DATA FOR THIS EXERCISE
┌──

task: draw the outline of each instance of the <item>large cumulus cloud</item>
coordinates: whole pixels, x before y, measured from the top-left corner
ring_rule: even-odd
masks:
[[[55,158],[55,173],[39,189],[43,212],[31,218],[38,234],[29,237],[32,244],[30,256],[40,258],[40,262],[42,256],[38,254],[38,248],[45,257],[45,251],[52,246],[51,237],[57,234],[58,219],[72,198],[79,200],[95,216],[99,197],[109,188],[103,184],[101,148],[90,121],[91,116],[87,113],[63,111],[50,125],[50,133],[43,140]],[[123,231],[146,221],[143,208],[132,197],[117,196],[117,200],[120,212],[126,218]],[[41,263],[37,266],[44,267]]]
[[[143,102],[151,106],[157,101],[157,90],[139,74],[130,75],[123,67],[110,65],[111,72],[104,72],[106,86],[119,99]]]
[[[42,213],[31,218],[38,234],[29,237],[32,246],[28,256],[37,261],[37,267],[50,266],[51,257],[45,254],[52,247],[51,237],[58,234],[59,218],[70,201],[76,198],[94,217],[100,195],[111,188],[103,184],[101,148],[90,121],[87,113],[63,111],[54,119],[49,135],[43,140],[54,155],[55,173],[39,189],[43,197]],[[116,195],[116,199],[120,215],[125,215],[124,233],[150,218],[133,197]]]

└──

Exact copies of all the entries above are required.

task: draw the outline of each instance of the <item>large cumulus cloud</item>
coordinates: whole pixels, x before y, measured from the top-left corner
ring_rule: even-odd
masks:
[[[55,158],[55,173],[39,189],[43,212],[31,218],[38,234],[29,237],[32,244],[30,256],[40,258],[40,262],[42,256],[38,254],[38,248],[45,257],[45,251],[52,246],[51,237],[57,234],[58,219],[72,198],[79,200],[95,216],[99,197],[109,188],[103,184],[101,148],[90,121],[91,116],[87,113],[63,111],[50,125],[50,133],[43,140]],[[123,231],[146,221],[143,208],[132,197],[117,196],[117,200],[120,212],[126,218]],[[41,263],[37,266],[44,267]]]
[[[143,102],[151,106],[157,101],[157,90],[139,74],[130,75],[123,67],[110,65],[111,72],[104,72],[106,86],[119,99]]]
[[[42,213],[31,218],[38,234],[29,237],[32,246],[28,256],[37,261],[37,267],[50,266],[51,257],[45,254],[52,247],[51,237],[58,234],[59,218],[70,201],[76,198],[94,217],[100,195],[111,188],[103,184],[101,148],[90,121],[87,113],[63,111],[54,119],[49,135],[43,140],[54,155],[55,173],[39,189],[43,197]],[[116,195],[116,199],[120,215],[125,215],[124,233],[150,218],[133,197]]]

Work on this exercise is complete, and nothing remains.